# Set task
Reproduce every one of the following records word for word, keeping each line in its original order.

┄┄┄┄┄┄

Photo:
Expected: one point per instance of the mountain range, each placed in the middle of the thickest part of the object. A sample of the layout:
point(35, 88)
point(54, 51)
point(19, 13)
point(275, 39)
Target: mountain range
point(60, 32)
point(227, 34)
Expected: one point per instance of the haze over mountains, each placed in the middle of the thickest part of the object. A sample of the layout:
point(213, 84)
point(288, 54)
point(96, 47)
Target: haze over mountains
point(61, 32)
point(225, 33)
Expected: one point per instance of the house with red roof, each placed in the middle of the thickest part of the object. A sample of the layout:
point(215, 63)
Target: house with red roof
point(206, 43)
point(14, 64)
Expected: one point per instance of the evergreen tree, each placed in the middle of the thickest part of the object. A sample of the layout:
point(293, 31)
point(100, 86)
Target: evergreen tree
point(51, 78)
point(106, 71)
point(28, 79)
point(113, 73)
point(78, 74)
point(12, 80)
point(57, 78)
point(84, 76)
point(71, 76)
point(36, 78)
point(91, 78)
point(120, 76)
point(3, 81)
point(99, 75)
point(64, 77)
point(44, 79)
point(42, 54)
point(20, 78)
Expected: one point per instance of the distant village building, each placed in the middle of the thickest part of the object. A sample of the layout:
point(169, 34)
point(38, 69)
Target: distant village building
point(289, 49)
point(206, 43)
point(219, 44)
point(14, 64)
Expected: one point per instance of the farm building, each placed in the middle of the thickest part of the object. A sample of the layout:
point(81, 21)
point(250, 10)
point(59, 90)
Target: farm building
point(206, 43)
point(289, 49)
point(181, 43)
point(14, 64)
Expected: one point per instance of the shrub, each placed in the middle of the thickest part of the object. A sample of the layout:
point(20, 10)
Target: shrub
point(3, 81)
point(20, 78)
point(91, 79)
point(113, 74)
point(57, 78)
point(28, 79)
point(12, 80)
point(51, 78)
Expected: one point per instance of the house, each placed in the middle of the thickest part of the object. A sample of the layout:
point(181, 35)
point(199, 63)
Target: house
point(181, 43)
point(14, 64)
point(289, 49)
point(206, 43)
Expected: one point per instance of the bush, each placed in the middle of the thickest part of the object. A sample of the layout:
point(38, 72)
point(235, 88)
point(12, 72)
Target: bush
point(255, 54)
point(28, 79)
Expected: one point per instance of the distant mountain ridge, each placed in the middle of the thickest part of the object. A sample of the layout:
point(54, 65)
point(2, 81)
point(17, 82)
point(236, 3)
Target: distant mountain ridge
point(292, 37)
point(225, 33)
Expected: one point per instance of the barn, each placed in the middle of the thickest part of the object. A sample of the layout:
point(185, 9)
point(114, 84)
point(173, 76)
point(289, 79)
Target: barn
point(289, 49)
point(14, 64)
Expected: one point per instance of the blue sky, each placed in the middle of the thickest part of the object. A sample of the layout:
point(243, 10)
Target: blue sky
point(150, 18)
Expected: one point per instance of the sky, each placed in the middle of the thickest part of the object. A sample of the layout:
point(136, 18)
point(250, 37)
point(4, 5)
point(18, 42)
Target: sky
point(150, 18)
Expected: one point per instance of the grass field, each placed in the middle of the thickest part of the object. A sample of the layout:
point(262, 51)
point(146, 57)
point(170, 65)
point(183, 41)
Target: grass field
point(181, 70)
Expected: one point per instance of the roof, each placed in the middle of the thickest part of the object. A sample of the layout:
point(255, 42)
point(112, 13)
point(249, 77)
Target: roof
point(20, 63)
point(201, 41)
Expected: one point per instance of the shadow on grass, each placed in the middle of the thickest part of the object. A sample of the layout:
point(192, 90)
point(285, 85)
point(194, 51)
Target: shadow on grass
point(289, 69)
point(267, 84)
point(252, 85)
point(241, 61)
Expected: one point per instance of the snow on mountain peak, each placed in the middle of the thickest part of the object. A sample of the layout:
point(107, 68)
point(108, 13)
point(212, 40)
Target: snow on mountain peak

┄┄┄┄┄┄

# Result of this exercise
Photo:
Expected: one point per instance of the mountain range, each placed in the middle of the thickest part of the object. A sample of the layout:
point(35, 88)
point(54, 51)
point(19, 13)
point(275, 39)
Target: mountain range
point(60, 32)
point(227, 34)
Expected: one point per instance of the haze over mountains, each placed in the middle of the thickest part of the object. A sample of the layout:
point(213, 84)
point(288, 54)
point(96, 47)
Target: haze over mountains
point(61, 32)
point(225, 33)
Expected: one point per instance of the house with red roof, each placed in the middle of the thickest part of the object. A sample of the layout:
point(215, 63)
Target: house with red roof
point(206, 43)
point(14, 64)
Expected: one point per instance of the evergreen tree, each placed in the middle of the thickest part of the object. A sample of the layout:
point(293, 31)
point(100, 86)
Target: evergreen tree
point(51, 78)
point(106, 71)
point(28, 79)
point(113, 73)
point(78, 74)
point(12, 80)
point(57, 78)
point(84, 76)
point(71, 76)
point(36, 78)
point(91, 78)
point(120, 76)
point(3, 81)
point(99, 75)
point(64, 77)
point(44, 79)
point(42, 54)
point(20, 78)
Expected: one point per instance of the distant village building, each placed in the middle of the thickest part of the object. A sample of the layout:
point(169, 34)
point(38, 69)
Target: distant village building
point(289, 49)
point(206, 43)
point(219, 44)
point(14, 64)
Expected: one point per instance of the farm building, each placed in the middle of the thickest part of the object. A sample of the layout:
point(81, 21)
point(250, 10)
point(59, 90)
Target: farm building
point(206, 43)
point(289, 49)
point(181, 43)
point(14, 64)
Expected: one point per instance of the shrub, each placed in the middle of the thickest part of the object. A sample of the layout:
point(20, 10)
Target: shrub
point(3, 81)
point(20, 78)
point(91, 79)
point(113, 74)
point(57, 78)
point(28, 79)
point(12, 80)
point(51, 78)
Expected: one point per instance of the house, each placed in the middle of the thickest part of the object. A sample of the layout:
point(181, 35)
point(199, 63)
Target: house
point(181, 43)
point(14, 64)
point(289, 49)
point(206, 43)
Expected: one point per instance of the bush, each placed in the middle of the thickest part of the object. A sample of the layout:
point(38, 72)
point(235, 88)
point(12, 72)
Target: bush
point(255, 54)
point(28, 79)
Expected: one point per instance of the distant mountain ridge, each placed in the middle of the thickest part of the object. A sample of the layout:
point(54, 65)
point(2, 81)
point(17, 82)
point(236, 3)
Target: distant mountain ridge
point(292, 37)
point(225, 33)
Expected: one point per instance of the barn, each placed in the middle of the thickest part of the object. A sample of the layout:
point(185, 9)
point(114, 84)
point(173, 76)
point(289, 79)
Target: barn
point(289, 49)
point(14, 64)
Expected: one point per instance of the blue sky, each placed in the middle of the thickest part of the object. A sample of the layout:
point(243, 10)
Target: blue sky
point(150, 18)
Expected: one point per instance of the sky, each placed in the middle of the thickest part of the object. A sample of the layout:
point(136, 18)
point(250, 37)
point(4, 5)
point(18, 42)
Target: sky
point(150, 18)
Expected: one point per instance of the grass field, each placed in the middle of the thickest part of the object. A sample of the layout:
point(262, 51)
point(146, 57)
point(170, 65)
point(183, 41)
Target: grass field
point(181, 70)
Expected: one point per instance of the roof, each placed in the middle of the thickest part of the object. A sample of the layout:
point(255, 42)
point(112, 13)
point(249, 77)
Target: roof
point(20, 63)
point(201, 41)
Expected: one point per instance of the shadow on grass, each placed in the middle of the thickest part of the object. A sample of the layout:
point(192, 90)
point(285, 85)
point(194, 51)
Target: shadow on grass
point(289, 69)
point(267, 84)
point(252, 85)
point(241, 61)
Expected: one point per instance of the snow on mountain peak, each placed in the middle of the thickest part of the object. A sample of the layout:
point(107, 68)
point(108, 13)
point(212, 40)
Target: snow on mountain peak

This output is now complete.